Entries from a point annotation set

···

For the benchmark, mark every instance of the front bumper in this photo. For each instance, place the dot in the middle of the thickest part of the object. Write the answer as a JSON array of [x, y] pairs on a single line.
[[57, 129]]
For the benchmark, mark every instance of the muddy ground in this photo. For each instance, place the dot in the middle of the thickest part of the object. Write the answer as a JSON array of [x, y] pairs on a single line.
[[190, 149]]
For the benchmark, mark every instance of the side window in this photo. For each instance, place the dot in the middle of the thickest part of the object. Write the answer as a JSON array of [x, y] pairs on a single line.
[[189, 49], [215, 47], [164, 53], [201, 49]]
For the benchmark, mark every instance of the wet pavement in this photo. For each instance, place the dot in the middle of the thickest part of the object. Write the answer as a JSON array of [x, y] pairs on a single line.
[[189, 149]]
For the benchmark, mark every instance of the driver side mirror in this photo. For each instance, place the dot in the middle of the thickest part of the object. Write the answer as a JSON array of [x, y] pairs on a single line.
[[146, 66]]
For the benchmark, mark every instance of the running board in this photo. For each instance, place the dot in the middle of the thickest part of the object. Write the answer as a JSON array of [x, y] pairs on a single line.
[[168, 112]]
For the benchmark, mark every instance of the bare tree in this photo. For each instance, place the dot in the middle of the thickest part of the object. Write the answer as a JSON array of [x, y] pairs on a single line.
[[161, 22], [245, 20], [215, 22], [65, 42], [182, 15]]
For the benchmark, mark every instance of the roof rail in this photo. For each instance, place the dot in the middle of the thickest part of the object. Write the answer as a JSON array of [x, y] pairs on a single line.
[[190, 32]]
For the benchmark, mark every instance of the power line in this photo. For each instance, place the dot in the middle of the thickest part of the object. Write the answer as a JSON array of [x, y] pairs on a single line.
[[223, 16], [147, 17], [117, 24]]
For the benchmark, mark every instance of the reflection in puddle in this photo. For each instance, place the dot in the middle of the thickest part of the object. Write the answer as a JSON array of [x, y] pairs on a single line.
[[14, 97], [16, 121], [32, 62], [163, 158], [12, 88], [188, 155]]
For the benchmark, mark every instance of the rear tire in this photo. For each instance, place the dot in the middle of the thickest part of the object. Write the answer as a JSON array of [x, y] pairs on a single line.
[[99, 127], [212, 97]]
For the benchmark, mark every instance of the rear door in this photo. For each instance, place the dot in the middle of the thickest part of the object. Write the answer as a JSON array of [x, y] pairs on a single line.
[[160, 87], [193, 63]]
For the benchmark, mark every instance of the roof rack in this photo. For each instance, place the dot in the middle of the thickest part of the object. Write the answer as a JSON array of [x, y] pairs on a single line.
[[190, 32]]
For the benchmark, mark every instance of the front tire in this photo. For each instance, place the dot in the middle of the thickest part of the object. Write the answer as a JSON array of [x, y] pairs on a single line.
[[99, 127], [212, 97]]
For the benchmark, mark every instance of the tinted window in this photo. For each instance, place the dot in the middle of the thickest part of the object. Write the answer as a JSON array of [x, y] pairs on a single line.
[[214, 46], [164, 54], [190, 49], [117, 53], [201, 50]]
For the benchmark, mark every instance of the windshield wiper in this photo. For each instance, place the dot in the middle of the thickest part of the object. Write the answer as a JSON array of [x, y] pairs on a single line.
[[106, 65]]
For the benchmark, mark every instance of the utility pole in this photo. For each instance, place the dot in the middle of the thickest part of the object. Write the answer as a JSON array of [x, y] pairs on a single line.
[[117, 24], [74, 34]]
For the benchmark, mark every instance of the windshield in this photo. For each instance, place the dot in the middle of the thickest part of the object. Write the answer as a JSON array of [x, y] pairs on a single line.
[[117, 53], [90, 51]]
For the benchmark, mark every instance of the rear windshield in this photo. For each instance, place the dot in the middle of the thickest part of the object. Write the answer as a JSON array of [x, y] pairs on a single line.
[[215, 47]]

···

Please give the lines from the one containing "For the benchmark, mark every instance of the front tire" up to and including the one containing "[[214, 46], [164, 54], [190, 49], [117, 53], [201, 50]]" as a two-column CSV with the headers input and output, one row for each line and its answer. Put each value in its own quoted field, with any line breaks turned into spaces.

Exercise output:
input,output
"For the benchmark, mark every instance of the front tire in this photo. For each instance, place the dot in the middle of the thickest part of the object. Write the answer as a JSON array of [x, y] pairs on a single line.","[[99, 127], [212, 97]]"
"For the benchmark, mark every instance of the tinted window in this photo. For each instance, place the dot in the middle of the thickest part of the object. Write the answer as a JSON array of [x, y] pairs on a single line.","[[214, 46], [164, 54], [190, 49], [117, 53], [201, 50]]"